■ **Texte de la page**:
Aujourd’hui, pour la dernière interview « classique » de la saison (à partir de mercredi prochain, vous retrouverez notre rubrique d’été, Du berger à la bergère) on a la chance de recevoir l’illustratrice Marion Piffaretti. Ensuite, pour la rubrique Ce livre-là, c’est Mathilde, libraire chez À livre ouvert à Chagny (71) et instagrammeuse sous le nom @littlecookiie, qui nous parle d’un livre qu’elle aime particulièrement.
L’interview du mercredi : Marion Piffaretti
J’aimerais que vous nous présentiez votre collection Les cache-cache émotions sortie chez Nathan.
La collection présente quatre livres sur diverses émotions, la tristesse, la joie, la colère et la peur.
On peut les manipuler tôt, mais ils sont compréhensibles à partir de 18 mois. Ce sont des livres cartonnés avec une feutrine qui dévoile une émotion différente à chaque fois, des histoires du quotidien, et le parent accompagne le petit à la découverte de ses émotions.
Comment est née cette collection ?
La directrice artistique de chez Nathan en petite enfance avec qui j’avais travaillé il y a de nombreuses années m’a contactée suite à un dessin que j’avais fait et montré sur mon Instagram. La collection avait déjà été créée en interne et ils cherchaient quelqu’un·e pour la mettre en images.
J’avais des livres de cette collection pour mon petit garçon, je les appréciais beaucoup, et je voulais justement dessiner dans le style sur lequel elle avait accroché (au gros pinceau noir et couleurs vives).
J’ai donc dessiné sur des feuilles au pinceau et encre de Chine, puis scanné mes illustrations pour ensuite faire des couleurs vives, en aplat sur l’ordinateur.
J’ai un style de dessin très lisible et simple qui s’accommode bien avec ce type de livre.
Récemment, vous avez également illustré Le cauchemar du loup. Pouvez-vous nous en dire quelques mots ?
Le cauchemar du loup est un conte revisité par l’auteur François Vincent, sorti cette année chez Didier jeunesse.
J’ai aimé illustrer cette histoire très loufoque et j’ai accentué ce côté caricatural d’une fratrie de loups voulant manger un pauvre paysan. L’histoire est drôle, il fallait que les images en rajoutent une couche, j’ai mis des détails amusants dans les scènes et les cadrages.
Cette fois-ci, je l’ai illustrée en technique traditionnelle, tout est fait au feutre pinceau noir et mis en couleur avec des feutres à alcool.
Si la collection Cache-Cache émotions s’adresse aux tout-petits, Le cauchemar du loup est destiné aux enfants un peu plus grands. Est-ce que vous prenez le même plaisir en dessinant pour ces deux publics ?
C’est ce que j’aime dans mon métier d’illustratrice. Je fais des choses très variées, j’aime changer d’âge de lectorat, je dessine pour les bébés, des albums pour 4-6 ans,
et pour les lecteurs jusqu‘à l’âge de 7-8 ans j’illustre des petits romans.
Ce sont des façons de travailler très différentes.
Comment travaillez-vous avec les maisons d’édition ?

■ **Consigne écrite**:
Selon l'interview, quelles émotions sont abordées dans les quatre livres de la collection Les cache-cache émotions ?

■ **Données enregistrées**:
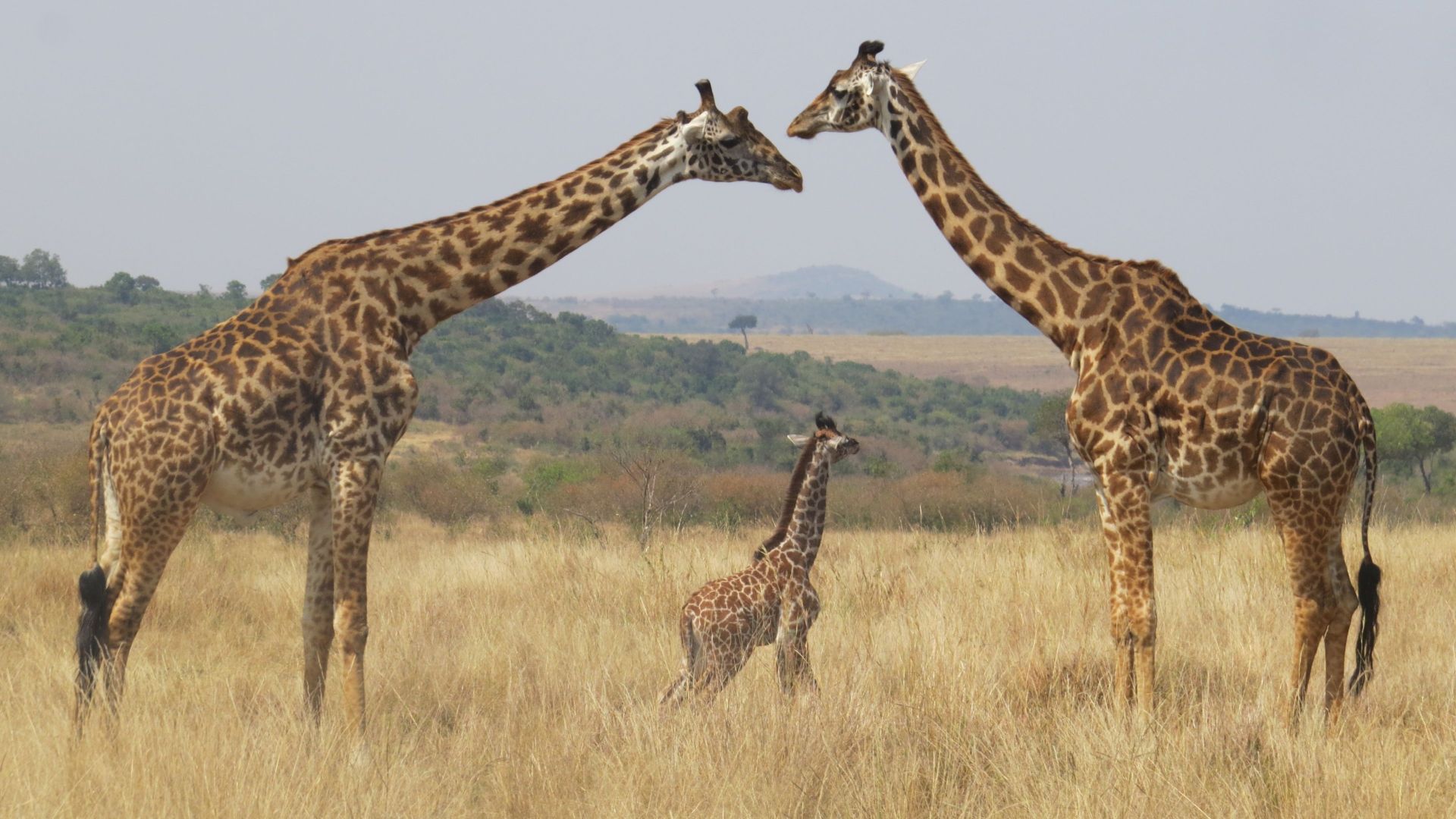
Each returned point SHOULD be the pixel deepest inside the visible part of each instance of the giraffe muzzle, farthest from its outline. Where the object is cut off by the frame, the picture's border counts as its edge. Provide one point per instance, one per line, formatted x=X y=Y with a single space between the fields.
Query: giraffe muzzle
x=788 y=178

■ **Réponse attendue**:
La tristesse, la joie, la colère et la peur.